しかしながら,被告は,春子が被告車のボンネットから落下した後,制動を掛けることを止めて加速したため,春子を被告車の底部に巻き込み轢過し,これによって,両側気胸の傷害を負わせて死亡させた。

被告が,春子を被告車の底部に巻き込んだ状態で加速を試みたことは,対向車線上に停止していた車両を運転していた秋山正男(以下「秋山」という。)が,本件交差点内から自車に向かって走行してくる被告車が「バリバリ,ガシャガシャというような感じの清掃車がダンボールをつぶすような音」とともに断続的に高まるエンジン音を立てながら走行してくるのを目撃していることから明らかといえる。

c 前記のとおり,被告は,そのまま進行すれば春子を轢過する状況にあることを承知の上で被告車を停止させずに加速させたのであるから,その際に春子を死に至らしめることを認容する心理的態度にあったこと,すなわち,殺意があったことは明らかというべきである。

(エ) 被告の責任

以上のとおり,被告は,本件交差点の対面信号の赤色表示をあえて無視するという重大な過失により被告車を春子に衝突させ,春子をボンネット上に跳ね上げた後,路上に落下させ,さらに,殺意をもって春子を轢過して死亡させたものであるから,民法709条により,春子及び原告らの被った損害を賠償すべき義務がある。

イ 被告

(ア) 本件事故前の被告の行動について

本件事故前に友人らと伊勢崎市内の飲食店で飲食していたことは事実であるが,飲酒はしていない。

→ 生データ:
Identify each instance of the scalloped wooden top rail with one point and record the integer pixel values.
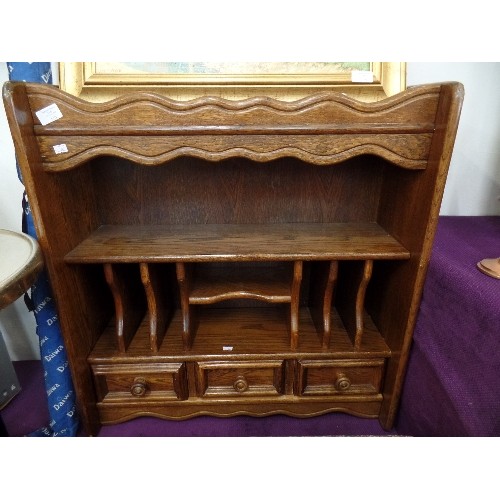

→ 課題:
上の判決文の抜粋を、最初から最後まで一字一句変えずに書き出すこと。

→ 出力結果:
しかしながら,被告は,春子が被告車のボンネットから落下した後,制動を掛けることを止めて加速したため,春子を被告車の底部に巻き込み轢過し,これによって,両側気胸の傷害を負わせて死亡させた。

被告が,春子を被告車の底部に巻き込んだ状態で加速を試みたことは,対向車線上に停止していた車両を運転していた秋山正男(以下「秋山」という。)が,本件交差点内から自車に向かって走行してくる被告車が「バリバリ,ガシャガシャというような感じの清掃車がダンボールをつぶすような音」とともに断続的に高まるエンジン音を立てながら走行してくるのを目撃していることから明らかといえる。

c 前記のとおり,被告は,そのまま進行すれば春子を轢過する状況にあることを承知の上で被告車を停止させずに加速させたのであるから,その際に春子を死に至らしめることを認容する心理的態度にあったこと,すなわち,殺意があったことは明らかというべきである。

(エ) 被告の責任

以上のとおり,被告は,本件交差点の対面信号の赤色表示をあえて無視するという重大な過失により被告車を春子に衝突させ,春子をボンネット上に跳ね上げた後,路上に落下させ,さらに,殺意をもって春子を轢過して死亡させたものであるから,民法709条により,春子及び原告らの被った損害を賠償すべき義務がある。

イ 被告

(ア) 本件事故前の被告の行動について

本件事故前に友人らと伊勢崎市内の飲食店で飲食していたことは事実であるが,飲酒はしていない。